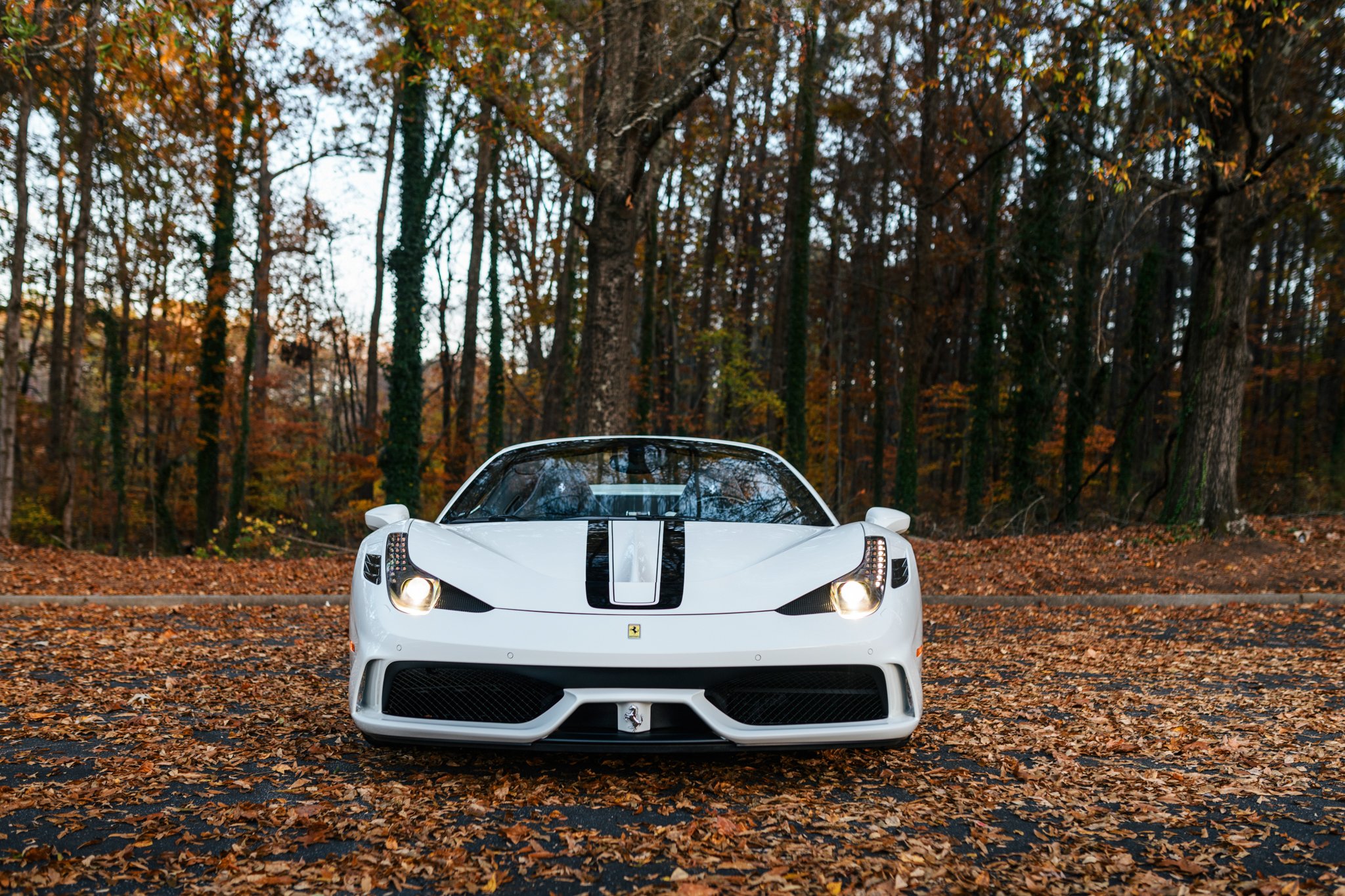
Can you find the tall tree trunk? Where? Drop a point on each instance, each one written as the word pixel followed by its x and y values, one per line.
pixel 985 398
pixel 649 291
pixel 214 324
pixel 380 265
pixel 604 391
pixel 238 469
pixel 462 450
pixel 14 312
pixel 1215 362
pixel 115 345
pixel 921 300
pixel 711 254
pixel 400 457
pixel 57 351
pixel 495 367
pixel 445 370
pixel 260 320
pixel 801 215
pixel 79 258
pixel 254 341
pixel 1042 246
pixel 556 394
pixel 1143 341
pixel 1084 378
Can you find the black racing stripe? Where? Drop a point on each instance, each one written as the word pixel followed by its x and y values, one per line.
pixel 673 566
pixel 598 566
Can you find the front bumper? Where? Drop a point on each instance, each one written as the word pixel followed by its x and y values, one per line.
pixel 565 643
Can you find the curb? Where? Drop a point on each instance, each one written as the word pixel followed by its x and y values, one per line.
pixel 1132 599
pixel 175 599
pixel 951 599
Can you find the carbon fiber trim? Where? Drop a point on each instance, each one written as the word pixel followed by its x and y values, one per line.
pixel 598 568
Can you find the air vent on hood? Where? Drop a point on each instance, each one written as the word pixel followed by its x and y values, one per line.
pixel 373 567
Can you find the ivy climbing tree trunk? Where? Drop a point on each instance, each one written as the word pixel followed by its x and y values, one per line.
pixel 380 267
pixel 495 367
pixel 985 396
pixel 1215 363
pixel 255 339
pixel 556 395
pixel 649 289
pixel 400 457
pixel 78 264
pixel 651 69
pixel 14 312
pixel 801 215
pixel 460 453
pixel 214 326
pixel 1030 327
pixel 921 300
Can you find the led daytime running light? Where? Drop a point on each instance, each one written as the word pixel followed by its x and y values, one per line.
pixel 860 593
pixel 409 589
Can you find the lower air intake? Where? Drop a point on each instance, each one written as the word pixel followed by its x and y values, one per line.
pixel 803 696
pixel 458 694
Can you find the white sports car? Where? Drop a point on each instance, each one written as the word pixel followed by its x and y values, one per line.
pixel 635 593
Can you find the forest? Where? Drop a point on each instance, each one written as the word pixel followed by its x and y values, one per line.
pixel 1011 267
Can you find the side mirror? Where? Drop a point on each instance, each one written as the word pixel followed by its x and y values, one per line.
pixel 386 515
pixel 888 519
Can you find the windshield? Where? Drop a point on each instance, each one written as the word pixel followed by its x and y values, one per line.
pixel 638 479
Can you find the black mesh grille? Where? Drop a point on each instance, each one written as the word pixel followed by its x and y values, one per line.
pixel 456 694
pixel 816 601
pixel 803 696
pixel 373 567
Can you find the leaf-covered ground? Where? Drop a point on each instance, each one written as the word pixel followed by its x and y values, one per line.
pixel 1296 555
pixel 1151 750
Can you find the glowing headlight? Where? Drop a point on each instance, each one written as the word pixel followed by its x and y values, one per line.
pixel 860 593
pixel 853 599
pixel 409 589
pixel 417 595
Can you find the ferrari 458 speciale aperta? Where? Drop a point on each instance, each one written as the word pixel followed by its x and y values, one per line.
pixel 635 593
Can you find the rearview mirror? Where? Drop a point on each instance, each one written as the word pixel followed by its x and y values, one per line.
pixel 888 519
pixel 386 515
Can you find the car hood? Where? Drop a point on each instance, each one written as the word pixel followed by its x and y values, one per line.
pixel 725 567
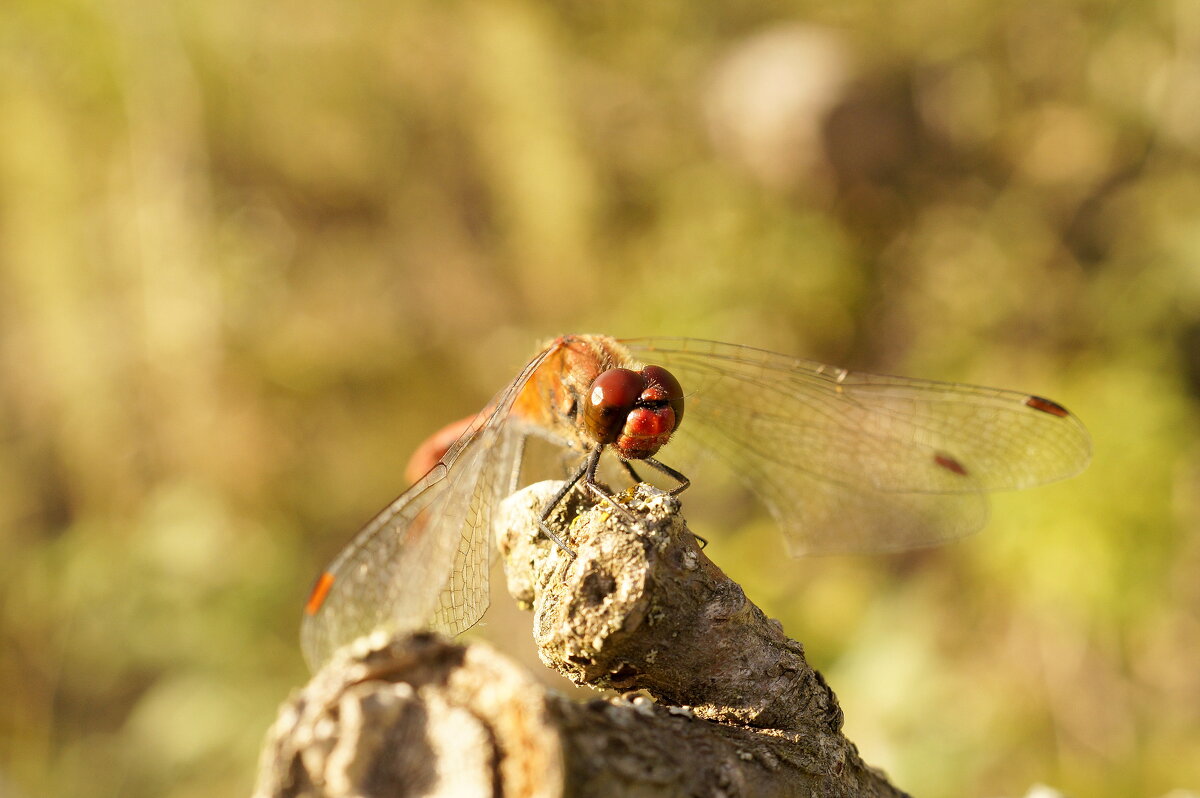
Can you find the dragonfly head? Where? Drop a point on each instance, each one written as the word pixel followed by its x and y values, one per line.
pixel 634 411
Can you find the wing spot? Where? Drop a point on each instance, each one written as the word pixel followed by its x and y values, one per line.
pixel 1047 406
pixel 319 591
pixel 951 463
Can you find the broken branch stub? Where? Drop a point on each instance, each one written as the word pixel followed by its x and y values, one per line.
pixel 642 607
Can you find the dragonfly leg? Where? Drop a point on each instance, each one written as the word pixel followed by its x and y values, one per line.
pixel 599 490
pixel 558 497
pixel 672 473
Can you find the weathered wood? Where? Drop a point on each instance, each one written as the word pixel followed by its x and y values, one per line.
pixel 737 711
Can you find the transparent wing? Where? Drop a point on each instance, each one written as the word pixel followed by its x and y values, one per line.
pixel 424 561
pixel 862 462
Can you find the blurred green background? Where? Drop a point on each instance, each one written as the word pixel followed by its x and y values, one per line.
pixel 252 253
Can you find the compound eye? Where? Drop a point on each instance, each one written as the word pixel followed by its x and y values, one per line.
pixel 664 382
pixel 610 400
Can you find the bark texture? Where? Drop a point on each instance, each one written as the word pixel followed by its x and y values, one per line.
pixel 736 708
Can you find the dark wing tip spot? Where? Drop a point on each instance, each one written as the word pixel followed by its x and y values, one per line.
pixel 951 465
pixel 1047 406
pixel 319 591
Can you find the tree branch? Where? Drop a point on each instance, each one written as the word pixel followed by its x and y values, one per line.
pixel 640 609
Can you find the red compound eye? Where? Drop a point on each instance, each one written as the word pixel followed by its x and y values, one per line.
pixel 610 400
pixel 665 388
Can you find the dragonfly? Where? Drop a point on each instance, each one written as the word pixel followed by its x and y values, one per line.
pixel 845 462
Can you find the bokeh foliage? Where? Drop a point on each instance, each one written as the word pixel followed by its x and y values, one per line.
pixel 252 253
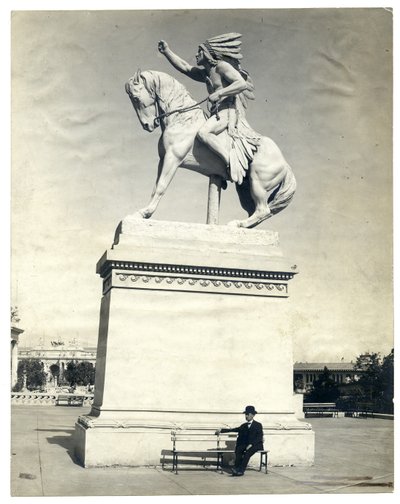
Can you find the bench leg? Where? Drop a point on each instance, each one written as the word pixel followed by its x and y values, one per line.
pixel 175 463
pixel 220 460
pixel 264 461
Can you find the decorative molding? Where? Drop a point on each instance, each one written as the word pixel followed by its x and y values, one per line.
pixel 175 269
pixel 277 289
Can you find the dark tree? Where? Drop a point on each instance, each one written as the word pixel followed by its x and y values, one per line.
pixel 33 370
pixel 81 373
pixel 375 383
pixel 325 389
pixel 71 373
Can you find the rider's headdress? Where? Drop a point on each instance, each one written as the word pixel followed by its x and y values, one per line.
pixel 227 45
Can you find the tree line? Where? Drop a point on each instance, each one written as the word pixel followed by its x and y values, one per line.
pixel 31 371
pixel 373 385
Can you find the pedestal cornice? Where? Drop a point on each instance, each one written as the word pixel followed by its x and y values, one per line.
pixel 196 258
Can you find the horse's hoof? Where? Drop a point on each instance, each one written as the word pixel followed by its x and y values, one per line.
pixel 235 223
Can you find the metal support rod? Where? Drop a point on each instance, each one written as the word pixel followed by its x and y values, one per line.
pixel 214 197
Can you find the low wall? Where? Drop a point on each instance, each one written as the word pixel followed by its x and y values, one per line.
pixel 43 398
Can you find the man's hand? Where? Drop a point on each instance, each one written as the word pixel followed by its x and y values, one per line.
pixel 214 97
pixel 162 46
══════
◆ **Problem requirements**
Extract the lines above from the one containing "Can you find the dark tree?" to the last line, both included, exactly as written.

◆ **Response area**
Can you find the dark tree? Where? Drop a point on each instance, each one written as the word pixel followed by its x and y values, one per line.
pixel 33 370
pixel 81 373
pixel 375 383
pixel 325 389
pixel 71 373
Can you find the rider's headdress? Where? Drop a point on each instance, each one written as the word pixel followed by its x and y values, one per line.
pixel 227 45
Can you find the tree line? Where? Drop a point on each instance, each one written as the word pixel followed by its x and y values, one per line.
pixel 31 371
pixel 373 385
Can you find the pedestal cornice? Where? Drop a point on each instance, each one written as the word pixel followed by its x and y values, one per line.
pixel 196 258
Can you find the horse's hoof? Where? Drop a point on each instance, each one written as the word pixel followed by its x and y values, one per line.
pixel 235 223
Can you find the metal support rod? Where? Drop a point on each instance, each one written as the word pixel followed by its x and y values, one per line.
pixel 214 197
Can you find the low wall? Where? Drop a point on each instance, each one written as the word pixel followed by its x and y values, one per line.
pixel 43 398
Can you find the man's hand? Where? Drop a point on each instance, each one written as the word pixel followed by its x and y values, one per line.
pixel 214 97
pixel 162 46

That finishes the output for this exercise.